(Given request):
Please copy out, word for word, the lines of the material below, starting at the line that contains "housing in the photo above." and ending at the final line of the material, both included.

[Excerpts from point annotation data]
↓

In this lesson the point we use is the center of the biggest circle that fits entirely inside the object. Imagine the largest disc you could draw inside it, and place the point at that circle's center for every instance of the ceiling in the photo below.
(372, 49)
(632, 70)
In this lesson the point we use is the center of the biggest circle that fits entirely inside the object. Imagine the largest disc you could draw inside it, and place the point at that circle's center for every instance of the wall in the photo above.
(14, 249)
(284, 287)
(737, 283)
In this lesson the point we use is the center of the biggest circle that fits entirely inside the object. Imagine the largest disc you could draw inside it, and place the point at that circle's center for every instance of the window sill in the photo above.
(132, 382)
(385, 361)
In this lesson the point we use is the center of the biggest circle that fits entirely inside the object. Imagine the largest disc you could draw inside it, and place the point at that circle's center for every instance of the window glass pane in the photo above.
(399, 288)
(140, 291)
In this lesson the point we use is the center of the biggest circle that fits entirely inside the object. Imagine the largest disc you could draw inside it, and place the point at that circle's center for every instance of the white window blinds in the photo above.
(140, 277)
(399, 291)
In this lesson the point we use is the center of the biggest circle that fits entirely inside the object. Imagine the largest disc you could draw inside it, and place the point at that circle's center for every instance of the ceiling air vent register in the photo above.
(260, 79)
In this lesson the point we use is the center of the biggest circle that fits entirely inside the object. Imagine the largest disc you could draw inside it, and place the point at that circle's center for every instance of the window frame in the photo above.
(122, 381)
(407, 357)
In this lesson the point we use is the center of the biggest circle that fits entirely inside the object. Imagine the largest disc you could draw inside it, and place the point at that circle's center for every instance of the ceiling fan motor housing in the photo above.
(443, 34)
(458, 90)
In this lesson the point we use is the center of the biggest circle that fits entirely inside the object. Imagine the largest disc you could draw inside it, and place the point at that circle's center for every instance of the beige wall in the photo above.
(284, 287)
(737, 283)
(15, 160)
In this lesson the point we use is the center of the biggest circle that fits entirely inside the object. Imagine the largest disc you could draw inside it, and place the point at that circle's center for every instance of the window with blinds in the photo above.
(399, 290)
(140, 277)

↑

(Answer to this problem):
In this lesson the point we use is the center of the biggest circle that fits entirely inside the object. Imagine the largest disc you could draw inside it, and place the point at that circle's center for every instance of the ceiling fan motor housing in the photo above.
(443, 34)
(458, 90)
In this lesson the point we use is the center of the biggest circle that fits entirely inside the object. Imagine the largest disc you could draw inside it, and place the point at that circle's center for every instance of the beige wall in the photo above.
(284, 287)
(737, 283)
(15, 160)
In this lesson the point we use is the center of the biggest circle that fits entirely inside the object. Imagine the largest disc you could draw inside it, and place the point at that circle's center for every instance of the window with blinds in the photo above.
(399, 290)
(140, 277)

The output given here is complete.